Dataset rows
▼

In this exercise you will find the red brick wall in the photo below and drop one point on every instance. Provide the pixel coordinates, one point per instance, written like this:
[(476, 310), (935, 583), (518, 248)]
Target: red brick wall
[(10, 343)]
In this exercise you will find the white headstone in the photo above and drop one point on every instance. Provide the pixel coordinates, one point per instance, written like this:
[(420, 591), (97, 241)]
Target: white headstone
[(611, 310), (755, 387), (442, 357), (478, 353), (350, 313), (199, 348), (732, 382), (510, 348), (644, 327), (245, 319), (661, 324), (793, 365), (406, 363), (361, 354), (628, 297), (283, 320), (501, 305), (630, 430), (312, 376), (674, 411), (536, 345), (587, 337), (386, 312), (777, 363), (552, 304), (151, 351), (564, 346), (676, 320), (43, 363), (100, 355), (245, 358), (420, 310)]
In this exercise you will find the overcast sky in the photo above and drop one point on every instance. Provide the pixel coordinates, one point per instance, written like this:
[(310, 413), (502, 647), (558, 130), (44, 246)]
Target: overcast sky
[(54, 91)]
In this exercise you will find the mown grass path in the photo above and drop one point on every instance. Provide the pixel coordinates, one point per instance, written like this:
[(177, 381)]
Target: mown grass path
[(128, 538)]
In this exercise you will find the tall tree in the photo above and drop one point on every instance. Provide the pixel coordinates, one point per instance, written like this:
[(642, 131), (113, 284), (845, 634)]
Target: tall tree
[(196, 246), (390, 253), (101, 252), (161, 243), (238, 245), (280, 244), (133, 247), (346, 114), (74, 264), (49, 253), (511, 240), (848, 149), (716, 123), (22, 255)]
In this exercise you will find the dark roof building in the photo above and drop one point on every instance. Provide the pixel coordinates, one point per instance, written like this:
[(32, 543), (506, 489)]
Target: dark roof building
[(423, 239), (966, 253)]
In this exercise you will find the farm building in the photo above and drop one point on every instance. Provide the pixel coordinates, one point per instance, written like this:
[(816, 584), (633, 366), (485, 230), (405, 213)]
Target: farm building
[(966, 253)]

▲
▼

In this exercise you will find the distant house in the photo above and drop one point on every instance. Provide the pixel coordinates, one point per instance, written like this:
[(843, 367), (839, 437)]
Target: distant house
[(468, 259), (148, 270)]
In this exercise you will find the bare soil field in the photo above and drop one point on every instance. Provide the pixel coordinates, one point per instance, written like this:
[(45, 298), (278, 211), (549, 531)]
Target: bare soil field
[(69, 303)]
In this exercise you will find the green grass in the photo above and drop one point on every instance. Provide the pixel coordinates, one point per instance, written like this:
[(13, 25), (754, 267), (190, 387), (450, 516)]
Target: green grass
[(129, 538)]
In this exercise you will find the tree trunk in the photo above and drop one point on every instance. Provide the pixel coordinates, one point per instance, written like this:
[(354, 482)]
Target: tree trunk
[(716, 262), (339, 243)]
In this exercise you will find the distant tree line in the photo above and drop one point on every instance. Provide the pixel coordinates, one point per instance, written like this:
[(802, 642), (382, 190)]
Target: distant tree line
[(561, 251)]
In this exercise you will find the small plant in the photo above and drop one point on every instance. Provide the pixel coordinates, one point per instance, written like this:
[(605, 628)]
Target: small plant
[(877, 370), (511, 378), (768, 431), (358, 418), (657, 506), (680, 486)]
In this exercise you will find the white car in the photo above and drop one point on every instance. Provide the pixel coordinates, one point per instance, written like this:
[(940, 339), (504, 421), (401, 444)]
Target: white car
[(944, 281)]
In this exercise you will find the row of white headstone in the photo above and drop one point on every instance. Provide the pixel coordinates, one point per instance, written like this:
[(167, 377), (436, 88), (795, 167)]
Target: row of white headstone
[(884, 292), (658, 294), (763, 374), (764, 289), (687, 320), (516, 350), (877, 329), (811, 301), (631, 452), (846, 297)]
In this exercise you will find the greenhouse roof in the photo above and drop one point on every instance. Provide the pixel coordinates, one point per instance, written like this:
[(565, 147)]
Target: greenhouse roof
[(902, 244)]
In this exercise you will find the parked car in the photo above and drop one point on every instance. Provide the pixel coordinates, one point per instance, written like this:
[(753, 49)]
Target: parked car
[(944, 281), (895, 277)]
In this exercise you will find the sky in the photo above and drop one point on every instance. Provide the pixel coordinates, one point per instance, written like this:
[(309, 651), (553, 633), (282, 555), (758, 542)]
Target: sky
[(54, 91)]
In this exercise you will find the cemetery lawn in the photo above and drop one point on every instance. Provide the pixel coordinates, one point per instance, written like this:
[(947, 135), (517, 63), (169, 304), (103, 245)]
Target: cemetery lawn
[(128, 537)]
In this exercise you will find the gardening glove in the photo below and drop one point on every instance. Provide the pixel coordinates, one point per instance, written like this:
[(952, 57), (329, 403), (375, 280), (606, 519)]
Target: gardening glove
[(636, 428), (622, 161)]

▲

Exercise aim:
Extract each line from the items above that contains the word "brick". Copy every such line in full.

Correct result:
In this exercise you will find the red brick wall in the photo below and drop one point on every instance. Provide the pixel coordinates, one point per instance, written like this:
Target: red brick wall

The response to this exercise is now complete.